- [Text segment]:
:::::

Indeed, among Jewish voters, a reporter has to search far and wide to find vocal Sanders supporters. At one point, the leading Democratic candidate in Florida was Mike Bloomberg, who pulled out of the race on March 4 and soon threw his support and patronage to Biden.
Older voters also turn out in much higher numbers than do younger voters, who are the bedrock of Bernie’s support.
But older Americans and people with compromised immune systems are at the highest risk for getting dangerously ill if they catch the coronavirus, and that means many who might have come to their polling places today are staying home.
Inside my voting place, I presented my Florida license and spotted the box of disposable gloves on the desk. “You can take a pair if you want,” a poll worker named Michael Galvin told me. I decided to glove my right, voting hand (who knows where the pen attached to that voting booth has been?) but leave the other one as is. It seemed a fitting symbol of the political schizophrenia afflicting Florida’s leaders at the moment.
On the one hand, Gov. Ron DeSantis chose to go ahead with the primary whereas Ohio, a state with a smaller number of COVID-19 cases, postponed theirs at the last minute. On the other, DeSantis announced Tuesday that all universities in the state system would be online for the rest of the semester, there would be no commencement ceremonies, and that bars and nightclubs were about to be shuttered by 5 p.m. Tuesday — pouring icy cold water on already subdued plans for St. Patrick’s Day.
There has never been an election day like this in the memory of anyone alive today. America has been at war at different points over the last century and there were periods of turmoil during the Civil Right Movement, but it would be hard to find a time when choosing a candidate was truly a “vote at your own health risk” activity. One lawsuit filed Monday night by a coalition of racial justice organizations and five individual plaintiffs to force DeSantis to postpone the deadline for mail-in ballots due to the coronavirus, claiming that failure to do so violated their 14th Amendment right to equal protection. The pandemic’s upheaval was a cause of frustration for many people who otherwise would have voted but couldn’t, either because they were unable to travel, have compromised immunity or are in self-quarantine at home.
One of those is Steve Laskowitz, a Boca Raton resident who got off a cruise to the Caribbean last Saturday and had to go directly into 14-day quarantine, even though there are no known cases of COVID-19 from the ship he was on.

:::::

- [Given records]:
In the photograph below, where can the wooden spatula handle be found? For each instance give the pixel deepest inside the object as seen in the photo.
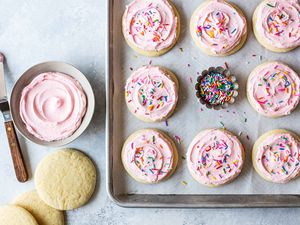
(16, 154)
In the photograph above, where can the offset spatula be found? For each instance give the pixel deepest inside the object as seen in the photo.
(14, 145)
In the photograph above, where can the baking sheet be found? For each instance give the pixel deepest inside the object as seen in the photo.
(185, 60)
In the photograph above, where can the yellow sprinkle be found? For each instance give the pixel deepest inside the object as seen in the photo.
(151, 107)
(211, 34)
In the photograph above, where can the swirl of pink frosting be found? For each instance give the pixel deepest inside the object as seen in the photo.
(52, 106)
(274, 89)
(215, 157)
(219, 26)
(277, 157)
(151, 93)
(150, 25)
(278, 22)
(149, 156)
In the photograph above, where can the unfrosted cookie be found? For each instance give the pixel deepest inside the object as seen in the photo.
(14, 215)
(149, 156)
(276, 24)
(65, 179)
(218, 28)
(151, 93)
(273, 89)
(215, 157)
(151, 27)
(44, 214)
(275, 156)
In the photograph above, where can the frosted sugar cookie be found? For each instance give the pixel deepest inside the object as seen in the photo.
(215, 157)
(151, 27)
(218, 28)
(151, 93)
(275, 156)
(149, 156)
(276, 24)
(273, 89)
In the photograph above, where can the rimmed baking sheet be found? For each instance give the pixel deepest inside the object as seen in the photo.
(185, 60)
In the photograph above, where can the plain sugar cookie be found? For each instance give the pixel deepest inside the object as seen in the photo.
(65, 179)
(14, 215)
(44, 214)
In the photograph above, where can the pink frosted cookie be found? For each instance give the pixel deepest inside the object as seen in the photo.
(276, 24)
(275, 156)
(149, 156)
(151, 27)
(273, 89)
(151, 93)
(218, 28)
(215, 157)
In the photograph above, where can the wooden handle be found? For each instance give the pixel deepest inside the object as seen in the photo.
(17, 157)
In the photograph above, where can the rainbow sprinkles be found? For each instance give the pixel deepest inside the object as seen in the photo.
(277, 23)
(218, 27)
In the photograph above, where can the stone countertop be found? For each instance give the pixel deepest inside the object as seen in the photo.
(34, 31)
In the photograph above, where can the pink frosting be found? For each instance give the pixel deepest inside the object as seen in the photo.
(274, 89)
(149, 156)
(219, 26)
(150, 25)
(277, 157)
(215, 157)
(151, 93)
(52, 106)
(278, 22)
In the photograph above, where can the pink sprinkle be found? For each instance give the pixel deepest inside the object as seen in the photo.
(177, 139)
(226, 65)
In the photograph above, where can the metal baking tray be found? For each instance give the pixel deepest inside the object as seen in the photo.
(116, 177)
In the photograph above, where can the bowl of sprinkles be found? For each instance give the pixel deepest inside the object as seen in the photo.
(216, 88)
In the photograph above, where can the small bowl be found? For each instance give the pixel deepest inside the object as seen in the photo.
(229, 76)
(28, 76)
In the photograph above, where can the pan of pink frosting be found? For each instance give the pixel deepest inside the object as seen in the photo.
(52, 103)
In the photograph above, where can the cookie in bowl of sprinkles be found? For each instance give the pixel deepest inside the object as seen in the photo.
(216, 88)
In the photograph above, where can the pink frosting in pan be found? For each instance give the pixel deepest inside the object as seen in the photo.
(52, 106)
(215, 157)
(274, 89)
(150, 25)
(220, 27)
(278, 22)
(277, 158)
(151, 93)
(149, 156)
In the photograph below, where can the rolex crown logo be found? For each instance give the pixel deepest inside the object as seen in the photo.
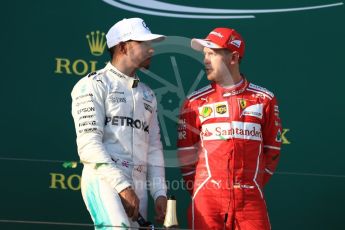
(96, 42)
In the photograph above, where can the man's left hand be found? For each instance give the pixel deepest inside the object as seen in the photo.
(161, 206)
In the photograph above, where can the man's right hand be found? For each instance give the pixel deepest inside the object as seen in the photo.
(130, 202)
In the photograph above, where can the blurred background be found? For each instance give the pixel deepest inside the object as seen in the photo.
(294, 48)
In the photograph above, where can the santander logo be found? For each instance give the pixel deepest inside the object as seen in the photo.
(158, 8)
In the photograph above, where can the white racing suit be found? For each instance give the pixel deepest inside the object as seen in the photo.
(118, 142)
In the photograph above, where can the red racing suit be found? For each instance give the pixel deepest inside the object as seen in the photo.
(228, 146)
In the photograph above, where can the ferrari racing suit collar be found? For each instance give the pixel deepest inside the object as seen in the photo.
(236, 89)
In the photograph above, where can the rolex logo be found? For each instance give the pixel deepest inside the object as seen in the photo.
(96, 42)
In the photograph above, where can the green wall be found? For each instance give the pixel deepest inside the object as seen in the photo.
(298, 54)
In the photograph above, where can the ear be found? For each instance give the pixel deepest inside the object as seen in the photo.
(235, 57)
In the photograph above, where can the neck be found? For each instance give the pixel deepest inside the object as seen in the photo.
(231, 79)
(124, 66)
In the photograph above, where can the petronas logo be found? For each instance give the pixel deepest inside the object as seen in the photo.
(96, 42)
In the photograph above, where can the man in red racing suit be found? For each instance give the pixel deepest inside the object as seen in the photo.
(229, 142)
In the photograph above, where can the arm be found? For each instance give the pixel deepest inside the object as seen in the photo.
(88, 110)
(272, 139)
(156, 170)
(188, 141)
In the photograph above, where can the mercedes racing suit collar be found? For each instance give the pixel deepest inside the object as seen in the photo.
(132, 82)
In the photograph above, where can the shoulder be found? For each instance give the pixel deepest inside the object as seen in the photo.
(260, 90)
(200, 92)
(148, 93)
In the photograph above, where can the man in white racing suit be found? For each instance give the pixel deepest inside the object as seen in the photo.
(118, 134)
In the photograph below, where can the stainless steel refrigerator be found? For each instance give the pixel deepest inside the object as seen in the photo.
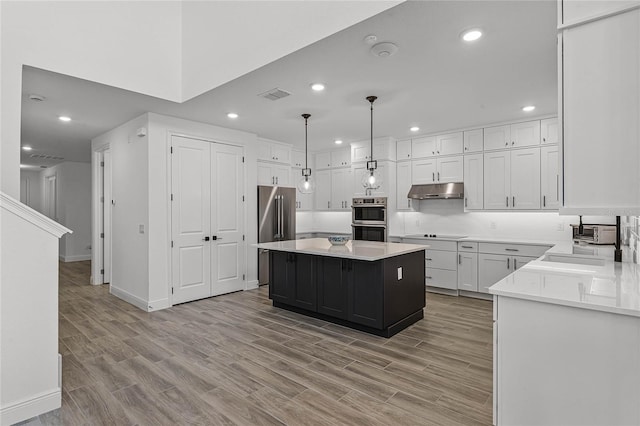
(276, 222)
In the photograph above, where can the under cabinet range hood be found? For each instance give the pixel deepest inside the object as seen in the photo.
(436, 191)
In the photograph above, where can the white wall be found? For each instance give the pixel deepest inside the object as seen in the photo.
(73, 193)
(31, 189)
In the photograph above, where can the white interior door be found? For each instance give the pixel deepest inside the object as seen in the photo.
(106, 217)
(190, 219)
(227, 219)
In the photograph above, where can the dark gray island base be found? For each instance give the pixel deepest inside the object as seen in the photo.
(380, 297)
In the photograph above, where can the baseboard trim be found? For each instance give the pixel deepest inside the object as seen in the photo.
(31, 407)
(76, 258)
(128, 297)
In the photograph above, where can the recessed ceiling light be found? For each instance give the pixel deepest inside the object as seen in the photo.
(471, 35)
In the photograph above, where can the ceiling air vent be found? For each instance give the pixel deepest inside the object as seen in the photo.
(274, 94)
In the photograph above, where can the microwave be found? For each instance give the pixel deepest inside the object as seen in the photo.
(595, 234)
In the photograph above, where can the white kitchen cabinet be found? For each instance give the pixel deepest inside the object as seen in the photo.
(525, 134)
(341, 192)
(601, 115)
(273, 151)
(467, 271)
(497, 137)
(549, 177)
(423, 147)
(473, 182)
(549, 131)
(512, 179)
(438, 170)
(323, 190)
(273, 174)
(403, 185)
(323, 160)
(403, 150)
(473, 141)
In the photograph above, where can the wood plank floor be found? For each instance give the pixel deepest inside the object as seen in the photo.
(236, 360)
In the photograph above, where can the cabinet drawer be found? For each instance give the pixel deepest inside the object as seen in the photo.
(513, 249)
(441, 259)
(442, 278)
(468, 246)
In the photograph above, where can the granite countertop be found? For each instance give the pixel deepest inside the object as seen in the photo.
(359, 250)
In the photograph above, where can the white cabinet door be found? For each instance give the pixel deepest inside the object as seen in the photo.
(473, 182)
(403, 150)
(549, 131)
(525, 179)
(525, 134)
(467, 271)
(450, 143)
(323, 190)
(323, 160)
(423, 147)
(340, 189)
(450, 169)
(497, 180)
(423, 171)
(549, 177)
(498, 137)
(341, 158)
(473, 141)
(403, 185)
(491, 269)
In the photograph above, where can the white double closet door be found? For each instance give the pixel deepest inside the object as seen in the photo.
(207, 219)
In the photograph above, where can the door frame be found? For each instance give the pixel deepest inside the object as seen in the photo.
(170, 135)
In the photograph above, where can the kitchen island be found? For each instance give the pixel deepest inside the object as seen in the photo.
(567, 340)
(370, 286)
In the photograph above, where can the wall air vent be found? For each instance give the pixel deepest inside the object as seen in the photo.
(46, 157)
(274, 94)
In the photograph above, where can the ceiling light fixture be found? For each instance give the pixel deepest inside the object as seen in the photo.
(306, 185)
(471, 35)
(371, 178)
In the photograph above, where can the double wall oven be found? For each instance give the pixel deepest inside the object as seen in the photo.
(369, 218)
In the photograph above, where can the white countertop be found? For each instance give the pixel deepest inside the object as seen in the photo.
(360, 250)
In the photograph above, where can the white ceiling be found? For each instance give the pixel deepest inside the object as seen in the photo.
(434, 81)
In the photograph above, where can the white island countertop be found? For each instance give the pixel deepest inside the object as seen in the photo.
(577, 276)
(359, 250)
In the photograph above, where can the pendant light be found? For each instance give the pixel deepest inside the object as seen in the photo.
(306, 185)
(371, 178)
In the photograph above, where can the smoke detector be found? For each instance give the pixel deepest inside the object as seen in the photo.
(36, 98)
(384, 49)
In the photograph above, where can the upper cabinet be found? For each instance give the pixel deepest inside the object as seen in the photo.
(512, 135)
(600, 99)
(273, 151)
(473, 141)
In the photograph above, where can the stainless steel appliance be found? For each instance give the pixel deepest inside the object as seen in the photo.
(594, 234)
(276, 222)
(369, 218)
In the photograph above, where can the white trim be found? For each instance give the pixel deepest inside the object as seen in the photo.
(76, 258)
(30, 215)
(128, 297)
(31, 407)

:::::

- [Action item A]:
Please reproduce the passage of the Florida primary article from "But older Americans" to "are staying home.".
- [Action item B]:
Carry on the article about voting in Florida's primary during the coronavirus outbreak, starting after its last sentence.
The lines play no part in this work.

- [Your response A]:
But older Americans and people with compromised immune systems are at the highest risk for getting dangerously ill if they catch the coronavirus, and that means many who might have come to their polling places today are staying home.

- [Your response B]:
“I planned on voting today, but since I am potentially a carrier I will remain in isolation and root for Joe Biden instead. I plan on early voting from now on,” said Laskowitz, 72, a retired sales executive.
Had the vote been postponed – or at least extended for mail-ins – he would have been glad to make his voice heard. “That would have been nice, but I don’t think it would have made a significant difference.” Sanders reminds him, he says, of guys he knew in college decades ago: a little too radical for his tastes.
Younger Jews across Florida, however, especially college students and recent graduates, feel that the burgeoning health crisis points right to the man they were inspired by all along, which in some cases means, since high school: Bernie Sanders.
“Medicare for All is one of the most important issues for me,” said Sophie Rubin-Siegel, 22, a recent graduate of Florida Atlantic University who lives in Orlando and works for Genesis Global Recruiting.
“Lots of friends have health issues and are not insured, and with the coronavirus threatening us all, having healthcare is so important,” she said.
Rubin-Siegel, who graduated with a political science degree last May and was a leader of her College Democrats chapter, said that with so many postponements in voting nationwide and major metropolitan areas facing a virtual lockdown, Sanders’ candidacy still had a chance. “I think it’s going to be a very long race, and I think that the race could still go towards Bernie.”
His position on Israel doesn’t necessarily figure in the top issues that keep Jews in her generation up at night.
“I think everyone is a little scared of the future of health and he offers a solution, to which Jewish people and non-Jewish people can agree. And I think that is what will motivate voter turnout for him: that he offers a change from the norm.”